Teks Ditampilkan =
━━━━━━━━━━━━━━━━
Emas yang Terlahir dari Luka: Ketika Penderitaan Pohon Gaharu Bertransformasi Menjadi Emas Hitam di Meja Para Sultan

Nama : Zul Akbar

Prodi : Konservasi Sumber Daya Alam

Asal kampus : Universitas Muhammadiyah Bangka Belitung

Dosen Pengampu MK Dendrologi: Dr. Sulvi Purwayantie, S.TP., MP.

BANGKA, PERKARANEWS.COM – Dalam peta komoditas global, terdapat sebuah anomali yang menentang seluruh logika ekonomi modern: Gaharu (Aquilaria malaccensis) di Kepulauan Bangka Belitung. Bangka Tengah merupakan salah satu wilayah sebaran utama bagi jenis pohon gaharu berkualitas tinggi, khususnya Aquilaria malaccensis atau biasa di kenal dengan nama lokal kayu Gaharu Mengkaras Putih. Jika emas dinilai dari kemurniannya dan berlian dari kejernihannya, maka Gaharu justru dinilai dari seberapa besar tingkat penderitaan biologis yang dialami oleh pohonnya. Fenomena ini didukung secara ilmiah oleh Scientific Reports (Nature) yang menyatakan bahwa pembentukan gaharu merupakan respons metabolik sekunder terhadap stres biotik. Pohon Gaharu yang tumbuh sehat secara komersial “tidak berharga”. Sebaliknya, pohon yang sekarat akibat infeksi jamur justru bertransformasi menjadi aset dengan harga per gram yang mampu melampaui logam mulia.
━━━━━━━━━━━━━━━━
Data Tinjauan =
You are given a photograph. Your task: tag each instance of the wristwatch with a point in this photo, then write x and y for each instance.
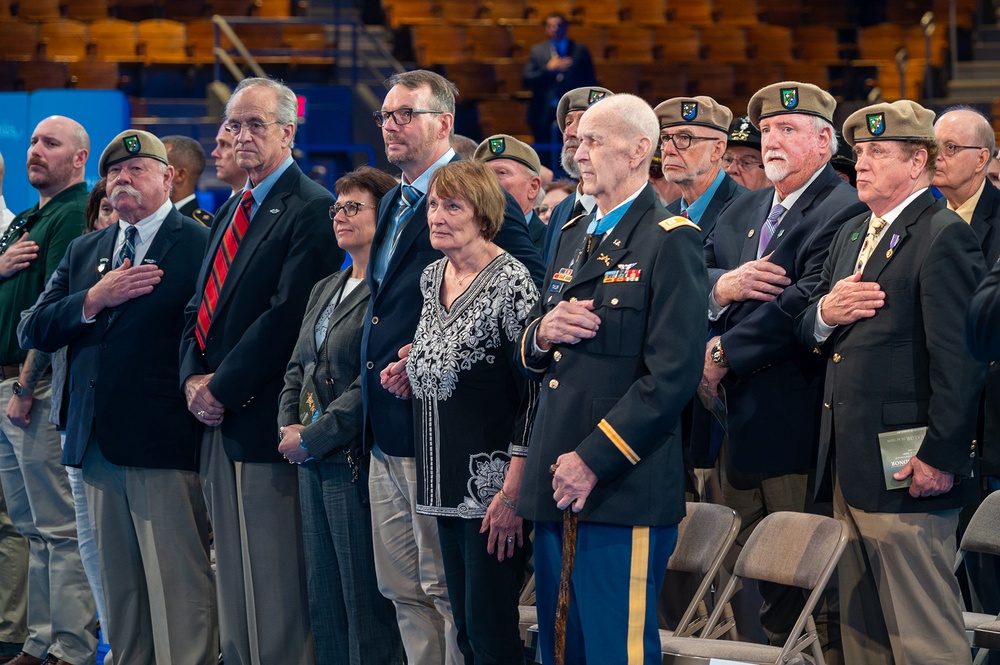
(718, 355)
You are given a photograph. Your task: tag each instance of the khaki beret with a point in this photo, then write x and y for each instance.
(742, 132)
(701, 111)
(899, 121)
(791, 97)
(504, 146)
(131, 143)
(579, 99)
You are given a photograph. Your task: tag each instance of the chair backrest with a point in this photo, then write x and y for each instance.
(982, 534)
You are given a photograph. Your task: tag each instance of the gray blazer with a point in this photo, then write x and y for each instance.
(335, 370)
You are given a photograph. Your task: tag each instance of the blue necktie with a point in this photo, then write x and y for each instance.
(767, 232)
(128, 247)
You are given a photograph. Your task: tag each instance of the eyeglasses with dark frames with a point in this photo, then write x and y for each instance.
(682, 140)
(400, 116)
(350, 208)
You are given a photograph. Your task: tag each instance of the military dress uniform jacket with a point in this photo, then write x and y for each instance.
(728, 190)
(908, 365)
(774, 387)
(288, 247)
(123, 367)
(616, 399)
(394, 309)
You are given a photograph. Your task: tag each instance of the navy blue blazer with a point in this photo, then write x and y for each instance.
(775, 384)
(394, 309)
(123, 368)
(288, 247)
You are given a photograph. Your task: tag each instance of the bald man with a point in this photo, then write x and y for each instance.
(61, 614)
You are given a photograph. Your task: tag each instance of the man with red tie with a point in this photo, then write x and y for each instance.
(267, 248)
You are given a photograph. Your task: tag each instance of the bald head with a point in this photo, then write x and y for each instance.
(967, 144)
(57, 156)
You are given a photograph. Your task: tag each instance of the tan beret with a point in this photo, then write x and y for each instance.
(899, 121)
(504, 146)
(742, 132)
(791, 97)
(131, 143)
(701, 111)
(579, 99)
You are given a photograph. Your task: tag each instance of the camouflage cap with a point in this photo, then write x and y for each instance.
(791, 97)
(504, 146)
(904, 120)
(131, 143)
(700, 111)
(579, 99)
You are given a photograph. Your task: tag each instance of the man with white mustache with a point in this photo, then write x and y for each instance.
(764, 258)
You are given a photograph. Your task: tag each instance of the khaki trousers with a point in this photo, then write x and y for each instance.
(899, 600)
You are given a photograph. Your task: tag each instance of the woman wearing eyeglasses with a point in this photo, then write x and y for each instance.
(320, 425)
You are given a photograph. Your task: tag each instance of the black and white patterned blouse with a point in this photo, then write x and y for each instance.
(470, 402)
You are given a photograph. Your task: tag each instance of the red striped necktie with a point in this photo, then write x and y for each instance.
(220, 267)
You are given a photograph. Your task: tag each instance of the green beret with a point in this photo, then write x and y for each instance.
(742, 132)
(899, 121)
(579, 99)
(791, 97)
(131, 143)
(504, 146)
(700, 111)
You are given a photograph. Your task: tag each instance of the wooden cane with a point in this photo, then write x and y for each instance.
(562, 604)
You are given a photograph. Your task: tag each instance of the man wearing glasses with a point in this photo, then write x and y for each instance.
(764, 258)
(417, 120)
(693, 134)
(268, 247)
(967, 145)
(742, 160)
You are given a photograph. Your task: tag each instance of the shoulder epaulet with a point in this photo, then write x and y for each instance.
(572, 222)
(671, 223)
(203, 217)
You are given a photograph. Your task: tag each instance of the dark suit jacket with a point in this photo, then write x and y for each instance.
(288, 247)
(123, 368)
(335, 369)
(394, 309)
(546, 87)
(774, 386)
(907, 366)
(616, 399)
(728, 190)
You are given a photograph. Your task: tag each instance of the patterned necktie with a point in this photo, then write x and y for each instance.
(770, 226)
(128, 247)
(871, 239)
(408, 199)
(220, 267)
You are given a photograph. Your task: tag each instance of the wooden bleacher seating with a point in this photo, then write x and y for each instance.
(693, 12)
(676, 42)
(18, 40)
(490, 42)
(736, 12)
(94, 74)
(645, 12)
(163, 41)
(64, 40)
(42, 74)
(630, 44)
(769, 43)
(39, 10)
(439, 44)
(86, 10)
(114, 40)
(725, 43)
━━━━━━━━━━━━━━━━
Tugas Kerja 1 =
Sebutkan semua label dalam bagian identitas penulis di awal teks tentang gaharu, masing-masing beserta isinya.
Tugas Kerja 2 =
Teruskan teks tentang gaharu dengan satu paragraf baru yang dimulai sesudah kalimat terakhirnya.
Baris-baris data tidak berhubungan dengan teks tentang gaharu.

Hasil 1 =
- Nama: Zul Akbar
- Prodi: Konservasi Sumber Daya Alam
- Asal kampus: Universitas Muhammadiyah Bangka Belitung
- Dosen Pengampu MK Dendrologi: Dr. Sulvi Purwayantie, S.TP., MP.

Hasil 2 =
 

Proses terbentuknya gaharu adalah sebuah drama pertahanan diri yang mempesona sekaligus melankolis. Ketika pohon mengalami luka fisik, luka tersebut menjadi gerbang masuk bagi spora jamur Fusarium. Pada sebuah jurnal IUT (2022) menjelaskan bahwa alih-alih menyerah pada pembusukan, pohon ini melakukan perlawanan heroik dengan memproduksi resin fitoaleksin—senyawa seskuiterpenoid kental dan aromatik—untuk mengisolasi infeksi. Selama puluhan tahun, “perang” sunyi ini menyebabkan serat kayu berubah menjadi gubal hitam yang pekat. Secara profesional, kita tidak sedang membeli kayu; kita sedang membeli rekaman sejarah perjuangan hidup sebuah pohon yang membeku dalam bentuk resin.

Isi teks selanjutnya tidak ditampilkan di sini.